• Task objective: What you give back must match the data character for character.

Extracted data entries:
◆ ◆ ◆ ◆ ◆
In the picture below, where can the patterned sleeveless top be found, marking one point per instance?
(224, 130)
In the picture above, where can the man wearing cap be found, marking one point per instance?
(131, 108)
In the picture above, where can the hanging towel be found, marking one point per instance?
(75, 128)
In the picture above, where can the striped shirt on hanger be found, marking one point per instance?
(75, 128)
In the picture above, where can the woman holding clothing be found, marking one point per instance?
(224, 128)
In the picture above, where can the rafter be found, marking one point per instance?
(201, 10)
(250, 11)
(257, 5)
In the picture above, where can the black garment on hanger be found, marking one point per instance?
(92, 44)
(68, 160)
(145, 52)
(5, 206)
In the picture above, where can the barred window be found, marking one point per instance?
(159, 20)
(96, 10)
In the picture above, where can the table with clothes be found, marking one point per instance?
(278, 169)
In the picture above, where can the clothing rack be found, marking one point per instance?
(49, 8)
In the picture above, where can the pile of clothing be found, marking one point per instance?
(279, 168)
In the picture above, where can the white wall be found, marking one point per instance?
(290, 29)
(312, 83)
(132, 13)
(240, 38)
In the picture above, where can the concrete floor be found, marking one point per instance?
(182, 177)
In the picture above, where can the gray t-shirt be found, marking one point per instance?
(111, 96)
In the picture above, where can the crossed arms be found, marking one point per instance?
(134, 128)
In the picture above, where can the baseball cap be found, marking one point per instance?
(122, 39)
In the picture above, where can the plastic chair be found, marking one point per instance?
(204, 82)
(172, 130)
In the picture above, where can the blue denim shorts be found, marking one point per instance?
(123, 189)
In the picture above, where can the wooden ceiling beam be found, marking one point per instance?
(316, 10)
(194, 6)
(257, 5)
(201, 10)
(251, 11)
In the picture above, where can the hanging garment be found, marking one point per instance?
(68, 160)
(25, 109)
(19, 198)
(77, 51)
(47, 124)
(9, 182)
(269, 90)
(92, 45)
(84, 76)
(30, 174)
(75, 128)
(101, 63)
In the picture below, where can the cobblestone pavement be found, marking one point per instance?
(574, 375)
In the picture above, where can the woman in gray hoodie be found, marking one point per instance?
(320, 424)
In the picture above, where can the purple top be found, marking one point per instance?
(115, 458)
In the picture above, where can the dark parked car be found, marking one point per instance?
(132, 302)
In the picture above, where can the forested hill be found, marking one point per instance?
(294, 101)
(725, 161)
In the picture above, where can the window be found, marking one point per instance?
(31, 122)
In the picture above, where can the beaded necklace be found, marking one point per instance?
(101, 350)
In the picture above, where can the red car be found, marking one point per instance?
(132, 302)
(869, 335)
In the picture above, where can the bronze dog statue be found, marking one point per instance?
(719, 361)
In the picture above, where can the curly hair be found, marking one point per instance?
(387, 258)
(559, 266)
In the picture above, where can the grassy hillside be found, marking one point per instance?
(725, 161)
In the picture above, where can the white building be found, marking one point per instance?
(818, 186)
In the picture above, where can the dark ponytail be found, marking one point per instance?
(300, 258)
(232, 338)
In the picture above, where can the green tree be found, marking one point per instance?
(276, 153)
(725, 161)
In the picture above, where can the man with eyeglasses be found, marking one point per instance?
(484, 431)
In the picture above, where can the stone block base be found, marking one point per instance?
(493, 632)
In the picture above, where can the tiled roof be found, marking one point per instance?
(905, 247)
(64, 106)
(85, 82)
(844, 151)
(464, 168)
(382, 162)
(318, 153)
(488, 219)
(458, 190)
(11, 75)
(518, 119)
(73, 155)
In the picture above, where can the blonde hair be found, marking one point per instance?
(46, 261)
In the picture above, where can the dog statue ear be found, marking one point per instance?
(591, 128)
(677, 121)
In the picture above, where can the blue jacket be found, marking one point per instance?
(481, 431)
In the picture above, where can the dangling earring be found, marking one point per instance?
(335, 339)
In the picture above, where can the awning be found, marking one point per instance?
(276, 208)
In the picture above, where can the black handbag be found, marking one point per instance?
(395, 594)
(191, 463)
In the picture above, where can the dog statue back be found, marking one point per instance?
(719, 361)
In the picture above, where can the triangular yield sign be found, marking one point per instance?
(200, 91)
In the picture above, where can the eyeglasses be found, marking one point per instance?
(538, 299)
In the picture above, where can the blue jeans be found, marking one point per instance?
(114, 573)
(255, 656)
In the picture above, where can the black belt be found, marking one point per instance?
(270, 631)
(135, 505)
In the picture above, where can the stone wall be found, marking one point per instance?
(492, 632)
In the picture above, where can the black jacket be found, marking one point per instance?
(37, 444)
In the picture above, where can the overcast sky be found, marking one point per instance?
◆ ◆ ◆ ◆ ◆
• Problem solution:
In the picture below, where can the patterned sleeveless top be found, marking one point per instance?
(224, 130)
In the picture above, where can the man wearing cap be found, marking one point per instance?
(131, 108)
In the picture above, where can the hanging towel be found, marking one point per instance?
(75, 128)
In the picture above, where can the striped shirt on hanger be found, marking one point per instance?
(75, 128)
In the picture above, where can the woman holding clothing be found, marking one point per instance?
(224, 128)
In the picture above, where can the rafter be found, marking one point per instance?
(201, 10)
(250, 11)
(257, 5)
In the picture above, where can the black garment on hanger be found, marking one point per instance?
(92, 44)
(68, 160)
(145, 52)
(5, 206)
In the picture above, where can the barred window be found, marking one point per instance?
(159, 20)
(96, 10)
In the picture above, where can the table with clothes be found, marking one point per instance?
(278, 169)
In the picture above, where can the clothing rack be found, marking one point per instance?
(49, 8)
In the picture above, where can the pile of clothing be found, marking one point per instance?
(279, 168)
In the picture above, where can the white wall be found, marking one point per instance?
(290, 29)
(312, 83)
(132, 13)
(240, 38)
In the picture above, where can the concrete floor be found, marking one point per instance?
(182, 177)
In the picture above, where can the gray t-shirt be found, marking one point per instance?
(111, 96)
In the picture above, where can the crossed arms be found, marking one point per instance?
(134, 128)
In the picture above, where can the baseball cap be found, marking one point per instance?
(122, 39)
In the picture above, where can the plastic chair be found, marking one point per instance?
(204, 82)
(172, 130)
In the picture above, where can the blue denim shorts be found, marking one point per instance?
(123, 189)
In the picture above, where can the wooden ceiling beam be found, marking one point per instance?
(316, 10)
(194, 6)
(257, 5)
(201, 10)
(251, 11)
In the picture above, where can the hanging garment be found, marking one point per instance?
(68, 160)
(25, 109)
(19, 198)
(77, 51)
(47, 124)
(9, 182)
(269, 90)
(92, 45)
(84, 76)
(30, 174)
(75, 128)
(101, 63)
In the picture below, where can the cobblestone pavement be found, marking one point per instance?
(574, 375)
In the picture above, where can the woman in gray hoodie be found, marking one point per instance?
(320, 424)
In the picture above, where can the purple top be found, marking one point per instance?
(115, 458)
In the picture above, where can the dark parked car be found, marking one point per instance?
(132, 302)
In the picture above, where can the forested hill be found, marking one point per instance?
(294, 101)
(725, 161)
In the picture above, where can the window be found, marking one point per instance?
(31, 122)
In the picture above, where can the beaded necklace be found, marking one point per instance?
(101, 350)
In the picture above, where can the red car be found, marking one point per instance?
(132, 302)
(869, 335)
In the picture above, where can the bronze dog statue be found, marking one point per instance?
(719, 361)
In the picture above, where can the curly hair be found, marking one point per instance?
(387, 258)
(559, 266)
In the picture above, where can the grassy hillside be found, marking one point per instance?
(725, 161)
In the picture above, where can the white building be found, marking one point per instance?
(818, 186)
In the picture above, where can the dark ponytail be found, marking one point per instance?
(300, 258)
(232, 338)
In the picture above, where can the green tree be found, marking one point per instance?
(276, 153)
(725, 161)
In the picture above, where can the man with eyeglasses be found, marking one point per instance?
(484, 431)
In the picture above, where can the stone block base be found, marking one point per instance?
(493, 632)
In the picture above, where can the tiled roof be found, marking one point per instance?
(905, 247)
(64, 106)
(85, 82)
(844, 151)
(464, 168)
(382, 162)
(318, 153)
(488, 219)
(458, 190)
(11, 75)
(518, 119)
(73, 155)
In the picture above, where can the blonde hair be found, marking one point per instance?
(46, 261)
In the picture above, where can the dog statue ear be found, marking one point per instance?
(591, 128)
(677, 121)
In the picture above, where can the blue jacket be found, marking one point per instance?
(481, 431)
In the picture above, where can the dangling earring be found, marking one point per instance?
(335, 339)
In the picture above, where can the awning be found, marking one point per instance?
(276, 208)
In the picture above, where can the black handbag be found, marking one point per instance?
(395, 594)
(191, 463)
In the picture above, where can the dog statue back be found, marking one point per instance?
(719, 361)
In the picture above, where can the triangular yield sign be found, marking one point per instance?
(200, 91)
In the picture above, where can the eyeglasses be found, marking one point per instance?
(538, 299)
In the picture above, where can the blue jeans be found, marking one point per instance?
(114, 573)
(255, 656)
In the picture above, where can the black belt be found, marking one point per instance?
(270, 631)
(135, 505)
In the picture above, where can the stone wall be found, marking one point per instance?
(492, 632)
In the picture above, where can the black jacket be found, marking one point per instance?
(37, 444)
In the picture above, where can the overcast sky be found, marking one point per instance?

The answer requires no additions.